:: Texto do exercício ::
<<<<

Legion é o que aconteceria se a Marvel, Noah Hawley, Twin Peaks e o primeiro álbum do Pink Floyd tivessem um filho juntos.
A nova série do canal FX chegou à televisão rodeada de expectativas. Trata-se de uma ousada abordagem de uma propriedade da Marvel ("Legião"), com muitas pitadas de abstração. Não é nada do que estamos acostumados com outras adaptações dos quadrinhos, seja Demolidor ou Jessica Jones, Agents of S.H.I.E.L.D ou a franquia dos mutantes no cinema. Mesmo assim — e talvez justamente por isso — ela surpreende. Positivamente.
A série acompanha David Haller, um jovem diagnosticado com esquizofrenia que passou grande parte de sua vida institucionalizado em um hospital psiquiátrico. Lá, ele construiu uma amizade com a jovem Lenny, que está constantemente ouvindo músicas em seu próprio universo. Mas a vida de David muda completamente com a chegada de Syd Barrett, uma jovem que vai fazê-lo acreditar que as vozes que ele ouve em sua cabeça não são exatamente vozes…
E se, de repente, David for capaz de controlar a realidade com a sua mente?
Por trás da série, está a criativa mente de Noah Hawley, showrunner responsável também pela aclamada Fargo (que já conta com duas temporadas e terá a terceira neste ano), e conhecendo o trabalho anterior do produtor e roteirista aprendemos a confiar no fato de que ele está contando uma história maior e mais complexa do que as primeiras impressões dão a entender. O primeiro episódio se presta a introduzir inúmeras partes móveis na história, a dinâmica entre os personagens e o tom subjetivo. Não é uma série que vai agradar a todos, mas aqueles que continuarem muito provavelmente serão recompensados.

>>>>

:: Dados extraídos ::
<<<<

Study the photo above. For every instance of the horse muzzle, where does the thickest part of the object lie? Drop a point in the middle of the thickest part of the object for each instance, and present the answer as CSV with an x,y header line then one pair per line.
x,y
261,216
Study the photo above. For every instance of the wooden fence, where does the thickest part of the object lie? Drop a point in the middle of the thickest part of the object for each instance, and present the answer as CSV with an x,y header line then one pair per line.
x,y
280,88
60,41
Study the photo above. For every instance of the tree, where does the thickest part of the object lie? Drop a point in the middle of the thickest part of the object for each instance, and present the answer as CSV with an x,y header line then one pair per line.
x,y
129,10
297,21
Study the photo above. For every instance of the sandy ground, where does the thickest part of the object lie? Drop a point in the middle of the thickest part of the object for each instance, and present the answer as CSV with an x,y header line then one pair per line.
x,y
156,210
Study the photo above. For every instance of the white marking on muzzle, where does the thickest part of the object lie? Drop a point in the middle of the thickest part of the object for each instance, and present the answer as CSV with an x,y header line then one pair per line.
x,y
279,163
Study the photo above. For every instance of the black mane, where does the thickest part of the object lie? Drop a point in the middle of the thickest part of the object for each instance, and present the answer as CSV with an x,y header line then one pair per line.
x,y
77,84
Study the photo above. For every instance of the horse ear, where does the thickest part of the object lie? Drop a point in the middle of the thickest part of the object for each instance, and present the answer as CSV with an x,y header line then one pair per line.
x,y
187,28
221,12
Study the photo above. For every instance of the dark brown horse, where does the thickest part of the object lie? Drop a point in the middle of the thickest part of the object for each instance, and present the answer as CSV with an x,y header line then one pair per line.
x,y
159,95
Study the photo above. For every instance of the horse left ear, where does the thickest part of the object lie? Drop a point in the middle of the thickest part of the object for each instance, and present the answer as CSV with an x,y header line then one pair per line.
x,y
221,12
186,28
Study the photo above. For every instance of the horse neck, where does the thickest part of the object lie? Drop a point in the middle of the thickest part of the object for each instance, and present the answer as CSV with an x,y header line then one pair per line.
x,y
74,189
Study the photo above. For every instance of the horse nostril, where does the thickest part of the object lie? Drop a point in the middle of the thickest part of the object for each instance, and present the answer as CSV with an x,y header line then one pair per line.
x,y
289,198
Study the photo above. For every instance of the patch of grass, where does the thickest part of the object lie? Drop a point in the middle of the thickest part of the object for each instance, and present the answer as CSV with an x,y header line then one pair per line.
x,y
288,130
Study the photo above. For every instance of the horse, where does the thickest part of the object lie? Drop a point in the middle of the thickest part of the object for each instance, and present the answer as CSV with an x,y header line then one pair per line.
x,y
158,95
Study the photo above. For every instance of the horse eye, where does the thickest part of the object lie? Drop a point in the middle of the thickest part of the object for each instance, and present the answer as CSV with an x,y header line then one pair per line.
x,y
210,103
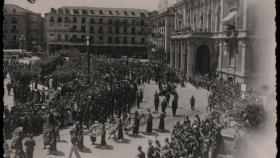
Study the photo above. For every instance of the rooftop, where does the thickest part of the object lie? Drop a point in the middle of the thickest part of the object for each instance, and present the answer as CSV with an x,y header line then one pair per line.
x,y
100,11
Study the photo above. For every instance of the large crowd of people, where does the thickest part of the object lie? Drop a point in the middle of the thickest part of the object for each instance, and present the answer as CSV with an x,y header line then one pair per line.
x,y
111,92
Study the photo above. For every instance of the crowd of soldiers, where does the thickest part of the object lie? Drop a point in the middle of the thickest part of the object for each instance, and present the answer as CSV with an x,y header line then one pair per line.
x,y
112,93
225,99
200,138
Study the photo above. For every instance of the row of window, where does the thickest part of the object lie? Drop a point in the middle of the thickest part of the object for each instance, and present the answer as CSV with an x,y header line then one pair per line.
x,y
13,20
110,30
93,12
92,21
100,39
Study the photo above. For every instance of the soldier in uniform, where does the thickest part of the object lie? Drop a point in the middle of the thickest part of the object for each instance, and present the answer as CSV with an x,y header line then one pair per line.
x,y
29,144
140,153
192,101
156,101
151,150
103,136
163,105
174,105
161,121
16,146
149,128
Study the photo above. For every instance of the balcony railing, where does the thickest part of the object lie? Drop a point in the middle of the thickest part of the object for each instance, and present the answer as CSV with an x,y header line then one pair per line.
x,y
14,31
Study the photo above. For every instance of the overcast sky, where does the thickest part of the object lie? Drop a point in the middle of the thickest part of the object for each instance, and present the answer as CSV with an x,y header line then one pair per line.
x,y
43,6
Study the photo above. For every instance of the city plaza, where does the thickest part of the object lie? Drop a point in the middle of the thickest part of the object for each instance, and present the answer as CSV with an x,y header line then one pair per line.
x,y
105,68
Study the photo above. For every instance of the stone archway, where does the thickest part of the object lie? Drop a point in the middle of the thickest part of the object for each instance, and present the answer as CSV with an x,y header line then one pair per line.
x,y
203,59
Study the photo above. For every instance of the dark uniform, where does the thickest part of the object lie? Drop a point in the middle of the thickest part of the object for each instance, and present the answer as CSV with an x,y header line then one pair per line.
x,y
29,144
174,105
156,101
192,103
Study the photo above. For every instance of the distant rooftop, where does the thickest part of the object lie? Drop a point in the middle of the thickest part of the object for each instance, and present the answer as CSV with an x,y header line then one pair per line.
x,y
130,12
14,9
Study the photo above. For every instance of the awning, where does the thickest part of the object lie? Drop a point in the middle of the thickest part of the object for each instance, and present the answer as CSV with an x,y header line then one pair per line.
x,y
230,19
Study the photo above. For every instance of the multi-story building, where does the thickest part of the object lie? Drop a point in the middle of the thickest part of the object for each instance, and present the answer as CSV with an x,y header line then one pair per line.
x,y
111,31
19,22
162,24
213,36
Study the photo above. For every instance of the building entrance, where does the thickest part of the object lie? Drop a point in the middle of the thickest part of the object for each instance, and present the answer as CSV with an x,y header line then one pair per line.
x,y
203,60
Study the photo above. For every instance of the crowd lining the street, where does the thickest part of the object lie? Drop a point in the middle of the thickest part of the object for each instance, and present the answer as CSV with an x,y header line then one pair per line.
x,y
108,98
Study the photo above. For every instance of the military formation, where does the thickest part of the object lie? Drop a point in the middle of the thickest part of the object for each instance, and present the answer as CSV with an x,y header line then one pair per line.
x,y
103,106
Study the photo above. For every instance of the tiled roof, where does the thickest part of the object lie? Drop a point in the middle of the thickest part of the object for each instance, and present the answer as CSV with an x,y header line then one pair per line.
x,y
101,11
12,8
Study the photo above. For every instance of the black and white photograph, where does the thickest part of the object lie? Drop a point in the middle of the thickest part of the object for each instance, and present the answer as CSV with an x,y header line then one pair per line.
x,y
139,79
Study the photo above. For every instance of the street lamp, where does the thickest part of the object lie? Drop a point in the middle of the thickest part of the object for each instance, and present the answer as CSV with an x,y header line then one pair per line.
x,y
88,59
22,38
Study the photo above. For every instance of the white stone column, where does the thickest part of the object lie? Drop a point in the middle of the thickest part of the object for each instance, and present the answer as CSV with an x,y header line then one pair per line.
x,y
175,53
243,57
189,57
182,55
171,52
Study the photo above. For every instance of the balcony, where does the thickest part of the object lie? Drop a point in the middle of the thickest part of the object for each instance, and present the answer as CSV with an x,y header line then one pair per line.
x,y
189,34
14,31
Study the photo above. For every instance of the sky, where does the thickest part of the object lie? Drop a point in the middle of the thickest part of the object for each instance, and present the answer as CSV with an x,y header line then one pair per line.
x,y
43,6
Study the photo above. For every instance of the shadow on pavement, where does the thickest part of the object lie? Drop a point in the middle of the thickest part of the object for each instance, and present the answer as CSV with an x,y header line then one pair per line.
x,y
150,134
124,141
135,136
62,141
162,131
107,147
56,153
85,150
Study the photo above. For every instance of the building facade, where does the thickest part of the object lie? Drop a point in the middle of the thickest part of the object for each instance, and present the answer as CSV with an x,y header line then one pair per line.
x,y
114,32
213,36
162,24
19,22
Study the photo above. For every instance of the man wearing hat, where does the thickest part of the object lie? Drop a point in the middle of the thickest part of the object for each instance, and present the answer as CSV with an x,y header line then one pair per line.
x,y
140,153
151,150
29,144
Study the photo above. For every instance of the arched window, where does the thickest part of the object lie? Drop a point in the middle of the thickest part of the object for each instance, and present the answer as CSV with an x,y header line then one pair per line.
x,y
14,20
51,19
59,20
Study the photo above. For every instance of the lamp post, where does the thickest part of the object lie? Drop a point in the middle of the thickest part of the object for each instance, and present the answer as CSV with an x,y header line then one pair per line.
x,y
88,59
22,38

>>>>

:: O que se pede ::
Reproduza, sem nenhuma alteração, o texto integral sobre a série Legion.

:: Exercício resolvido ::
Legion é o que aconteceria se a Marvel, Noah Hawley, Twin Peaks e o primeiro álbum do Pink Floyd tivessem um filho juntos.
A nova série do canal FX chegou à televisão rodeada de expectativas. Trata-se de uma ousada abordagem de uma propriedade da Marvel ("Legião"), com muitas pitadas de abstração. Não é nada do que estamos acostumados com outras adaptações dos quadrinhos, seja Demolidor ou Jessica Jones, Agents of S.H.I.E.L.D ou a franquia dos mutantes no cinema. Mesmo assim — e talvez justamente por isso — ela surpreende. Positivamente.
A série acompanha David Haller, um jovem diagnosticado com esquizofrenia que passou grande parte de sua vida institucionalizado em um hospital psiquiátrico. Lá, ele construiu uma amizade com a jovem Lenny, que está constantemente ouvindo músicas em seu próprio universo. Mas a vida de David muda completamente com a chegada de Syd Barrett, uma jovem que vai fazê-lo acreditar que as vozes que ele ouve em sua cabeça não são exatamente vozes…
E se, de repente, David for capaz de controlar a realidade com a sua mente?
Por trás da série, está a criativa mente de Noah Hawley, showrunner responsável também pela aclamada Fargo (que já conta com duas temporadas e terá a terceira neste ano), e conhecendo o trabalho anterior do produtor e roteirista aprendemos a confiar no fato de que ele está contando uma história maior e mais complexa do que as primeiras impressões dão a entender. O primeiro episódio se presta a introduzir inúmeras partes móveis na história, a dinâmica entre os personagens e o tom subjetivo. Não é uma série que vai agradar a todos, mas aqueles que continuarem muito provavelmente serão recompensados.